## Aim of the task
Reproduce word for word the lines between those holding "Target: white cloud" and "Target: blue sea", inclusive, and nothing else from the data below.

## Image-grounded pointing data

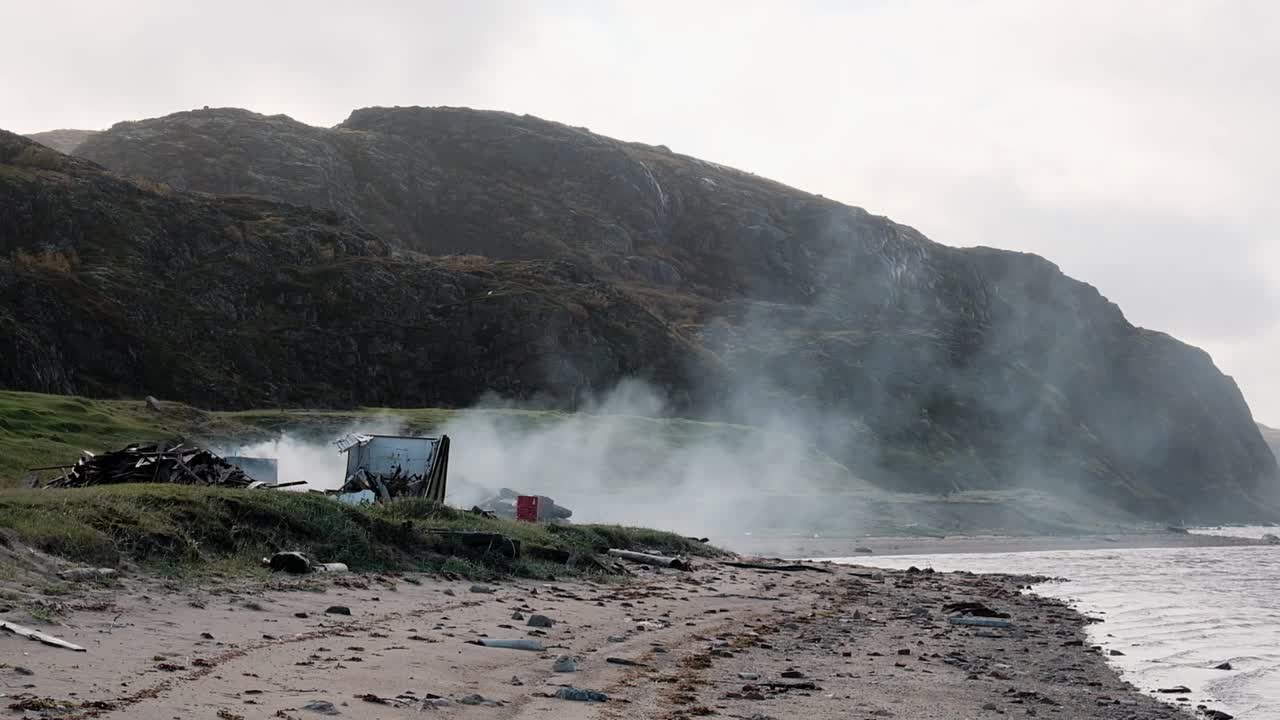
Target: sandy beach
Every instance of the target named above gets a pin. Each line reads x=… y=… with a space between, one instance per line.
x=810 y=547
x=720 y=641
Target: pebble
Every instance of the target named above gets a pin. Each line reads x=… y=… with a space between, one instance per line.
x=321 y=706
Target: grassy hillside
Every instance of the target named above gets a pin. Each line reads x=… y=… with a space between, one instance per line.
x=188 y=528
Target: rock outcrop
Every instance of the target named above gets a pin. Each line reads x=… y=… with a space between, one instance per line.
x=923 y=367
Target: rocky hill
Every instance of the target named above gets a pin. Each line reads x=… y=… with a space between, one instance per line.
x=920 y=365
x=63 y=140
x=112 y=287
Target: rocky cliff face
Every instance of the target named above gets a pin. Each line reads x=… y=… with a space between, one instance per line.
x=923 y=367
x=1272 y=437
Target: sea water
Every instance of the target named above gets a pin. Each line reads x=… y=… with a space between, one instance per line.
x=1174 y=613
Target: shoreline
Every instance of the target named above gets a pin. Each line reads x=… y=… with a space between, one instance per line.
x=854 y=547
x=833 y=641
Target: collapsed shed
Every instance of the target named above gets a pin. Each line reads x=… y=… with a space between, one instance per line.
x=391 y=466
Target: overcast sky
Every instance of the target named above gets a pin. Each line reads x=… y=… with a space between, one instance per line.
x=1133 y=144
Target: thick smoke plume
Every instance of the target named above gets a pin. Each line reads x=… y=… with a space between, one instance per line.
x=618 y=460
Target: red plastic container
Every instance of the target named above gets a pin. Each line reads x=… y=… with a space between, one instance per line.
x=526 y=507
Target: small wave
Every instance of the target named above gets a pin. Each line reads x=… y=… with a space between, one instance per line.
x=1175 y=613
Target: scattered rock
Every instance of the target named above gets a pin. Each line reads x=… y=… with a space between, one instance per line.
x=321 y=706
x=581 y=696
x=292 y=563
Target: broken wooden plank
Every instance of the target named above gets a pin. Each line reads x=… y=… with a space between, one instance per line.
x=33 y=634
x=659 y=560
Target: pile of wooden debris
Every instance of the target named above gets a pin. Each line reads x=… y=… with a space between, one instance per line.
x=160 y=463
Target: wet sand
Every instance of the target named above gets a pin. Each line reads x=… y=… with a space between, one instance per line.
x=848 y=642
x=812 y=547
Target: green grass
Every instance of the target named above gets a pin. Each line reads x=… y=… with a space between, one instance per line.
x=174 y=529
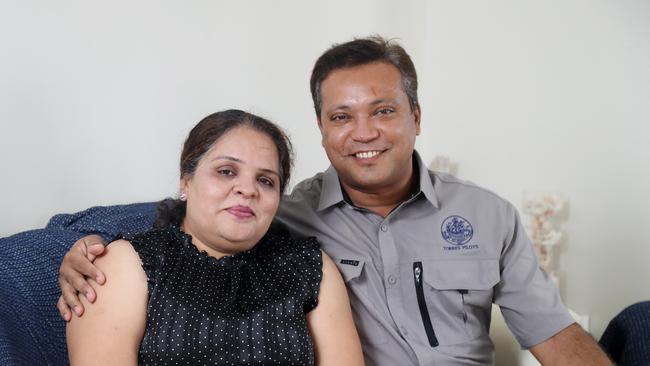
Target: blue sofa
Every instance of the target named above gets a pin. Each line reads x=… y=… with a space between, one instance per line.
x=31 y=331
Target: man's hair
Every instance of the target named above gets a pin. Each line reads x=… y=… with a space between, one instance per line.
x=362 y=51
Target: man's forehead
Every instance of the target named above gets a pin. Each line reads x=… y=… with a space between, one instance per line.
x=365 y=84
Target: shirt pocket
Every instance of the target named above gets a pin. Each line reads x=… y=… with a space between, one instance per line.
x=458 y=295
x=366 y=316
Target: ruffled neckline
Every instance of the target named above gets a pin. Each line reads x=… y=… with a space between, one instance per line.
x=230 y=259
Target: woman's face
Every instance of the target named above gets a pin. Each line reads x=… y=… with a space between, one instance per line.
x=234 y=193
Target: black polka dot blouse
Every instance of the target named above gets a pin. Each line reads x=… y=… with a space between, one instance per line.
x=244 y=309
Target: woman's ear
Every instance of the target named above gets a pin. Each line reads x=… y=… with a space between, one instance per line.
x=184 y=187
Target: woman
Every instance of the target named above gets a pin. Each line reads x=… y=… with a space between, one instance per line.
x=212 y=284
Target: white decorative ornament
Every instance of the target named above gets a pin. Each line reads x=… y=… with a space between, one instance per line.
x=543 y=209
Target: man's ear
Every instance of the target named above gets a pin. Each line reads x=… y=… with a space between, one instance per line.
x=320 y=127
x=417 y=114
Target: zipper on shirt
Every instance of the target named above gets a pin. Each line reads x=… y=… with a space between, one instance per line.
x=426 y=320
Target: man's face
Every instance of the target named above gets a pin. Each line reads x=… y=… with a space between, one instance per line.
x=367 y=126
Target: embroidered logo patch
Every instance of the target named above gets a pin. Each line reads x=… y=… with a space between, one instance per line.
x=350 y=262
x=456 y=230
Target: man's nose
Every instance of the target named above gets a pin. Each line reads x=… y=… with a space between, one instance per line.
x=364 y=130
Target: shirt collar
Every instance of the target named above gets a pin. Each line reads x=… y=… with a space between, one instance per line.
x=332 y=192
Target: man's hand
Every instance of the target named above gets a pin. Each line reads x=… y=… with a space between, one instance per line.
x=570 y=346
x=77 y=266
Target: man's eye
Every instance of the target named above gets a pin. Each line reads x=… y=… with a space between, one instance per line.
x=385 y=111
x=339 y=117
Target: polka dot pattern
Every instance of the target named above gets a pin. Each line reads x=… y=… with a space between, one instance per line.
x=244 y=309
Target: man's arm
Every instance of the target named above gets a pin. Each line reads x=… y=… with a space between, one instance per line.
x=570 y=346
x=75 y=270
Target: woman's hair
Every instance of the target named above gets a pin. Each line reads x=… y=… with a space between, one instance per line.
x=201 y=139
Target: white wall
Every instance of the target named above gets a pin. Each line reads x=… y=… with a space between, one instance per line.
x=97 y=97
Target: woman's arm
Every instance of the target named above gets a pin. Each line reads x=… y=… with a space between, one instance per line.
x=112 y=328
x=335 y=338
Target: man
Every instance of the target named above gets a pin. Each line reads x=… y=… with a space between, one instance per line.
x=424 y=255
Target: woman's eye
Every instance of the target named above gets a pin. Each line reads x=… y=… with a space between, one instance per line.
x=266 y=181
x=226 y=171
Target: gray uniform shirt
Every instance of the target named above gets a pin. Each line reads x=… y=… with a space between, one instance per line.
x=422 y=280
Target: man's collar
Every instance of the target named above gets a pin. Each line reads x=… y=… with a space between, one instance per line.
x=332 y=192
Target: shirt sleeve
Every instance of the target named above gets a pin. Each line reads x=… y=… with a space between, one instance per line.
x=528 y=298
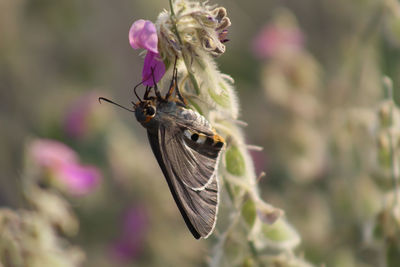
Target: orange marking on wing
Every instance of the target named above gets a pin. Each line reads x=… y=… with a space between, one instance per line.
x=148 y=118
x=217 y=138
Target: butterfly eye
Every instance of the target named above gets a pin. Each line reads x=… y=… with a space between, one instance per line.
x=198 y=138
x=150 y=111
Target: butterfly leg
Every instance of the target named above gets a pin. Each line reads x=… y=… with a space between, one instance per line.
x=183 y=100
x=173 y=81
x=146 y=94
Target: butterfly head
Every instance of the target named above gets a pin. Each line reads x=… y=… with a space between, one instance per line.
x=145 y=111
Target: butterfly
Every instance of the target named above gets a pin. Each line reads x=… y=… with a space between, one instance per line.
x=187 y=149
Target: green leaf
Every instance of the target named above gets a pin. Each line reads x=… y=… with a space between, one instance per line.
x=235 y=161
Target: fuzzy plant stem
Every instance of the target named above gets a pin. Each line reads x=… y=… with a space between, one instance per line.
x=394 y=168
x=191 y=76
x=195 y=32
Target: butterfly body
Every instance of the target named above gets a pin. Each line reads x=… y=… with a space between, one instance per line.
x=187 y=150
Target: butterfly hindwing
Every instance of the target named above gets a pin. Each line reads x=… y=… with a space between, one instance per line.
x=189 y=168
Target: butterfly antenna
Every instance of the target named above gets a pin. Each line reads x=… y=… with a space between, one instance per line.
x=112 y=102
x=136 y=86
x=134 y=90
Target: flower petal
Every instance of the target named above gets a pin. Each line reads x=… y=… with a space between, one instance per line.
x=51 y=153
x=78 y=179
x=143 y=34
x=152 y=61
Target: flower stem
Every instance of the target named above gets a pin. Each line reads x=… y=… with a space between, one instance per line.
x=393 y=156
x=187 y=65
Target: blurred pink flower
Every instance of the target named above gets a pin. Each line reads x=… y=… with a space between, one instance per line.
x=274 y=39
x=143 y=34
x=130 y=242
x=76 y=120
x=52 y=154
x=62 y=162
x=79 y=180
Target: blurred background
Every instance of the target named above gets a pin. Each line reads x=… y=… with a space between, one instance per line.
x=309 y=78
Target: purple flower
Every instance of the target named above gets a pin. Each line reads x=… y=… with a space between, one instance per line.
x=79 y=180
x=130 y=242
x=62 y=163
x=143 y=34
x=277 y=39
x=78 y=115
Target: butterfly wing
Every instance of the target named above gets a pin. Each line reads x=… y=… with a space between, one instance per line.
x=190 y=170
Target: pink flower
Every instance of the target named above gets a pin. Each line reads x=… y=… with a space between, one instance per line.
x=79 y=180
x=52 y=154
x=78 y=115
x=143 y=34
x=62 y=162
x=277 y=39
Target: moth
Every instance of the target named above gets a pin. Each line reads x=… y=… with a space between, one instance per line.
x=187 y=149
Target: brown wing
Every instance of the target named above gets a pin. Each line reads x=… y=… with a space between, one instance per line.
x=189 y=169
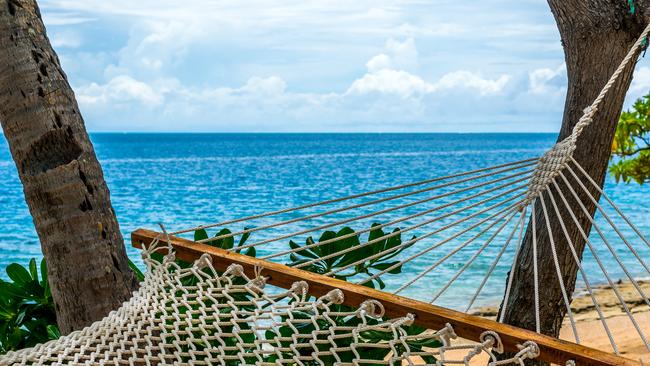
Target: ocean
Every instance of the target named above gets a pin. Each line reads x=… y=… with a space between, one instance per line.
x=186 y=179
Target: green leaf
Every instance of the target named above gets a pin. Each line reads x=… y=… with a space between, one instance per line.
x=32 y=269
x=18 y=274
x=375 y=234
x=200 y=234
x=244 y=237
x=138 y=273
x=386 y=265
x=53 y=332
x=223 y=243
x=304 y=252
x=44 y=280
x=251 y=252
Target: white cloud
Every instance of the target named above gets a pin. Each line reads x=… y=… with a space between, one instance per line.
x=260 y=65
x=118 y=90
x=390 y=81
x=57 y=18
x=470 y=81
x=66 y=38
x=385 y=75
x=546 y=80
x=641 y=81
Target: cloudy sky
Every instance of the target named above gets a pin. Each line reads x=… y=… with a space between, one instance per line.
x=323 y=65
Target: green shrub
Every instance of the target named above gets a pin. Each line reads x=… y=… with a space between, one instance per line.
x=27 y=315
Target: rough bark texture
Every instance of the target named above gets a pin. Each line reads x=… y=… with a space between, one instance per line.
x=63 y=182
x=596 y=35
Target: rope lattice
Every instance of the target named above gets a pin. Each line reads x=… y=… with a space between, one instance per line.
x=192 y=314
x=195 y=316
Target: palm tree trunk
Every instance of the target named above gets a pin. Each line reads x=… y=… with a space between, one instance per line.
x=63 y=182
x=596 y=35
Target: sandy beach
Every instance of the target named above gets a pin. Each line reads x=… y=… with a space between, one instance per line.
x=589 y=324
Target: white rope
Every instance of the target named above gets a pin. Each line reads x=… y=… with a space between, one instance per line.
x=502 y=212
x=520 y=224
x=578 y=262
x=369 y=203
x=230 y=319
x=512 y=269
x=390 y=223
x=410 y=228
x=618 y=210
x=609 y=221
x=558 y=271
x=326 y=202
x=535 y=271
x=604 y=238
x=590 y=111
x=470 y=261
x=596 y=257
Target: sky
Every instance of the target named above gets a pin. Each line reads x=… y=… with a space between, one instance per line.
x=314 y=66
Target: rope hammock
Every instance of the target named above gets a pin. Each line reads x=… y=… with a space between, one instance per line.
x=226 y=316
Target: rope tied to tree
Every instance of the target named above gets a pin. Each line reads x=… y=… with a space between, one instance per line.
x=556 y=159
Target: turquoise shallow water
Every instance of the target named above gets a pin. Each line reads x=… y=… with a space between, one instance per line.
x=186 y=179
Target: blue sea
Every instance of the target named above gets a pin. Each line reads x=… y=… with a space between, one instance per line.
x=182 y=180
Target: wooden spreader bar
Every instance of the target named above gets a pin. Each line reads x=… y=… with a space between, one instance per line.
x=430 y=316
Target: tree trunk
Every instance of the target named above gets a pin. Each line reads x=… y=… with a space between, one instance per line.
x=62 y=179
x=596 y=35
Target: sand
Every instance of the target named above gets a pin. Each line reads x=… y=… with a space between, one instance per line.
x=590 y=327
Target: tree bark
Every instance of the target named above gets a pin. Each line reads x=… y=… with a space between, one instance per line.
x=596 y=35
x=63 y=182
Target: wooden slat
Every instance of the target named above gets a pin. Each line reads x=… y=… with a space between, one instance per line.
x=434 y=317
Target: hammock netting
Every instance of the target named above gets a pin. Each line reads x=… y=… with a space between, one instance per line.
x=194 y=315
x=437 y=228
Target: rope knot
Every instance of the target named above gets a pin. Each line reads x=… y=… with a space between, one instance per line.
x=549 y=167
x=235 y=270
x=335 y=296
x=492 y=340
x=529 y=350
x=300 y=288
x=204 y=261
x=372 y=308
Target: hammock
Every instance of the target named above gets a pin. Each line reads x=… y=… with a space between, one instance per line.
x=242 y=310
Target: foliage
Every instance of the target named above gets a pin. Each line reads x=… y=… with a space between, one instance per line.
x=631 y=145
x=27 y=315
x=323 y=258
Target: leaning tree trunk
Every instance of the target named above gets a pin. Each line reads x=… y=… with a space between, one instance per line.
x=596 y=35
x=62 y=179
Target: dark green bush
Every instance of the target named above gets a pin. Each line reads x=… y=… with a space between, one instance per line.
x=27 y=315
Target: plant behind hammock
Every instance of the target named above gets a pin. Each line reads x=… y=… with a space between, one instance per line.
x=320 y=265
x=27 y=314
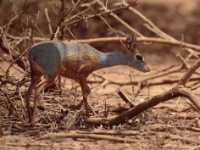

## Output below
Target: white cloud
Every instance of the target named above gets a pin. Each line reads x=… y=… with a space between, one instance per line.
x=260 y=65
x=118 y=90
x=390 y=81
x=57 y=18
x=470 y=81
x=66 y=38
x=385 y=75
x=546 y=80
x=641 y=81
Target: cloudy sky
Every instance of the target named above gets a pin. Each line reads x=… y=… with a space between, one instance per line.
x=323 y=65
Target: green shrub
Every instance of the target named above gets a pin. Each line reads x=… y=… with a space between, one instance per line.
x=27 y=315
Target: rough bark texture
Every instance of the target named above gets a pin. Each line reads x=… y=… with a space between, one instance per line.
x=63 y=182
x=596 y=35
Target: rope lattice
Every instance of the target named above gets a pin. Each line reads x=… y=… with a space between, one instance per line.
x=192 y=314
x=195 y=316
Target: palm tree trunk
Every instance of the target named above gets a pin. Each line reads x=… y=… with a space between, one instance per line.
x=63 y=182
x=596 y=35
Target: sandy beach
Every instance of the target named above gets a pin. Each line reads x=… y=… with a space between, one instance per line.
x=589 y=324
Target: white rope
Every instance of the target named above gets a pin. Each line reads x=… y=… with a space between, one instance per line.
x=502 y=212
x=520 y=224
x=578 y=262
x=369 y=203
x=230 y=319
x=512 y=269
x=390 y=223
x=410 y=228
x=618 y=210
x=609 y=221
x=558 y=271
x=326 y=202
x=535 y=271
x=604 y=238
x=590 y=111
x=470 y=261
x=596 y=257
Target: sky
Every instance of the target named above gets a pin. Each line reads x=… y=… with a space between, one instance per line.
x=314 y=66
Target: rope hammock
Every instance of the target named above gets a pin. Each line reads x=… y=… with a space between, one instance per line.
x=226 y=316
Target: rope tied to tree
Every instance of the target named above gets a pin. Each line reads x=… y=… with a space between, one instance per line.
x=556 y=159
Target: turquoise shallow water
Every instance of the target named above gets a pin. Each line reads x=… y=… with a space between, one instance per line.
x=186 y=179
Target: blue sea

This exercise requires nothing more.